Extracted information:
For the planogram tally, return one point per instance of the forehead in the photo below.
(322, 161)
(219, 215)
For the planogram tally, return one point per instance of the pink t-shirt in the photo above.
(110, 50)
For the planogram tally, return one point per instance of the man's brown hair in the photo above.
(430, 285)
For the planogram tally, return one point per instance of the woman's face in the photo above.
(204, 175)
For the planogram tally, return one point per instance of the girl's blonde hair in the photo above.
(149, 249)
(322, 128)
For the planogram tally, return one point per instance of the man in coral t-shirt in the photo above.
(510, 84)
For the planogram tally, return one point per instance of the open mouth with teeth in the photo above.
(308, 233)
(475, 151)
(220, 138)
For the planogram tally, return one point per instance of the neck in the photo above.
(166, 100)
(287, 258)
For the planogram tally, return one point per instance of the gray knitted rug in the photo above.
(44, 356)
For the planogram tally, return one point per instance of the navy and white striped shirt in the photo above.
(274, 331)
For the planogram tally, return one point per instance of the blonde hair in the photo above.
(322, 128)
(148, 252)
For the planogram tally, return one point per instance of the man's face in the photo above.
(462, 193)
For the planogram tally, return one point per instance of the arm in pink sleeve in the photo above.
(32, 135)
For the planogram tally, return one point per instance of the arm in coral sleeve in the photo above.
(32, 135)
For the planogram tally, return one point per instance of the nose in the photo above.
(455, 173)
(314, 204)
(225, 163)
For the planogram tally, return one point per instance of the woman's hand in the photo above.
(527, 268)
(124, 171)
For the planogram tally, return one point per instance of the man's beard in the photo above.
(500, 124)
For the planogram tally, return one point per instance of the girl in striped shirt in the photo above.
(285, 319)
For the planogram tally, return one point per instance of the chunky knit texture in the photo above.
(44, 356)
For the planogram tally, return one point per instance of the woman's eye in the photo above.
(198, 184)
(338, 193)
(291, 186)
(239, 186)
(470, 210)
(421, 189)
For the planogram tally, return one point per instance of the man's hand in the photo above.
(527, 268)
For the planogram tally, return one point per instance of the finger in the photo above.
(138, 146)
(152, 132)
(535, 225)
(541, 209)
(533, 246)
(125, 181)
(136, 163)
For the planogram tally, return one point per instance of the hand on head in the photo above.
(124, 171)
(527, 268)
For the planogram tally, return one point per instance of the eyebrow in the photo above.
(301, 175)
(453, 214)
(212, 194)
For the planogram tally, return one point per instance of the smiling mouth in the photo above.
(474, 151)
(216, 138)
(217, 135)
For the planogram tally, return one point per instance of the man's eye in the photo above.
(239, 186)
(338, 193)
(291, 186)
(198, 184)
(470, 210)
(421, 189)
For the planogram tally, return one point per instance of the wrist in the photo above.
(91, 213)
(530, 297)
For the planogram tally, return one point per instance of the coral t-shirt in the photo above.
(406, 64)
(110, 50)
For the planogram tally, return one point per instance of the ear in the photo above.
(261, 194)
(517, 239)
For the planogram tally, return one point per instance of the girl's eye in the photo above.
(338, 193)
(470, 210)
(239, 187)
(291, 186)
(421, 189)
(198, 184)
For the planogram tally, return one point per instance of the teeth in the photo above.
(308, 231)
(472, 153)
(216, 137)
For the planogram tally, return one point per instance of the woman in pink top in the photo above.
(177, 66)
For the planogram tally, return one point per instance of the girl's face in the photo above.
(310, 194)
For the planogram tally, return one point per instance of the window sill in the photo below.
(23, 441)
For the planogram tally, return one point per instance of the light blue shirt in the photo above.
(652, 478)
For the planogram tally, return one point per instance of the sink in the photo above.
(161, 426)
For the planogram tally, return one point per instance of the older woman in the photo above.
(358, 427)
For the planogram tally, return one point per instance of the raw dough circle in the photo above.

What needs to be done:
Rewrite every one of the records above, replacing "planogram tally" with "shelf audit" and leaving everything else the same.

Result of the exercise:
For the shelf audit, return one point per instance of the forehead in the photo below.
(322, 161)
(219, 215)
For the shelf audit, return one point per instance of the pink t-shirt in the photo above.
(110, 50)
For the shelf audit, return one point per instance of the man's brown hair in the photo above.
(430, 285)
For the shelf audit, return one point per instance of the woman's face in the photo above.
(204, 175)
For the shelf audit, return one point per instance of the girl's blonde hair in the photo above.
(149, 249)
(322, 128)
For the shelf audit, return one point per instance of the man in coral t-shirt in the photo above.
(510, 84)
For the shelf audit, return one point per instance of the open mouth with teeth in the photo above.
(308, 233)
(475, 151)
(220, 138)
For the shelf audit, return one point per instance of the neck in the photo above.
(166, 100)
(287, 258)
For the shelf audit, return one point per instance of the gray knitted rug in the photo above.
(44, 356)
For the shelf audit, return one point per instance of the navy and white striped shirt in the photo above.
(274, 331)
For the shelf audit, return one point per instance of the blonde hair in the photo above.
(322, 128)
(148, 252)
For the shelf audit, return one point per instance of the man's face in the photo above.
(462, 193)
For the shelf audit, return one point per instance of the arm in pink sleeve in the photo above.
(32, 135)
For the shelf audit, return one point per instance of the arm in coral sleeve in the photo above.
(32, 135)
For the shelf audit, return one point per instance of the nose in the photo above.
(455, 173)
(314, 204)
(225, 163)
For the shelf audit, return one point per instance of the woman's hand in the photo above.
(527, 268)
(124, 171)
For the shelf audit, return one point per instance of the man's beard in the photo above.
(500, 124)
For the shelf audit, return one point per instance of the girl in striped shirt in the photo above.
(285, 319)
For the shelf audit, return one point per instance of the chunky knit texture in the photo above.
(44, 356)
For the shelf audit, return one point per instance of the woman's eye in the photo above.
(198, 184)
(338, 193)
(291, 186)
(239, 186)
(470, 210)
(421, 189)
For the shelf audit, return one point per instance of the man's hand in the photo above.
(527, 268)
For the shelf audit, return one point per instance of the finger in the photo above.
(138, 146)
(152, 132)
(535, 225)
(541, 209)
(533, 246)
(125, 181)
(136, 163)
For the shelf audit, return one point per instance of the hand on head in the photo above.
(124, 171)
(527, 268)
For the shelf audit, return one point per instance of the eyebrow in the photo above.
(301, 175)
(453, 214)
(212, 194)
For the shelf audit, return one point per instance of the smiling mouth in the photo above.
(474, 151)
(216, 138)
(217, 135)
For the shelf audit, return one point per instance of the man's eye in the photo above.
(239, 186)
(338, 193)
(291, 186)
(198, 184)
(470, 210)
(421, 189)
For the shelf audit, return one point per instance of the wrist in the photo above.
(91, 213)
(530, 297)
For the shelf audit, return one point per instance of the coral t-shirt in the photo above.
(406, 64)
(110, 50)
For the shelf audit, return one point per instance of the ear in the photo above.
(261, 194)
(517, 239)
For the shelf audit, return one point per instance of the girl's eye in the photo above.
(338, 193)
(470, 210)
(239, 187)
(291, 186)
(421, 189)
(198, 184)
For the shelf audit, return one point per instance of the teeth in the photo above.
(308, 231)
(472, 153)
(216, 137)
For the shelf audit, return one point per instance of the woman in pink top in the photo above.
(177, 66)
For the shelf audit, return one point per instance of the girl's face in the photo above.
(310, 194)
For the shelf audit, return one point per instance of the window sill in the photo below.
(23, 441)
For the shelf audit, return one point per instance of the light blue shirt in the photo above.
(652, 478)
For the shelf audit, return one point per instance of the sink in the photo above.
(161, 426)
For the shelf audit, return one point per instance of the older woman in the photo above.
(358, 427)
For the shelf audit, return one point per instance of the raw dough circle in the photo above.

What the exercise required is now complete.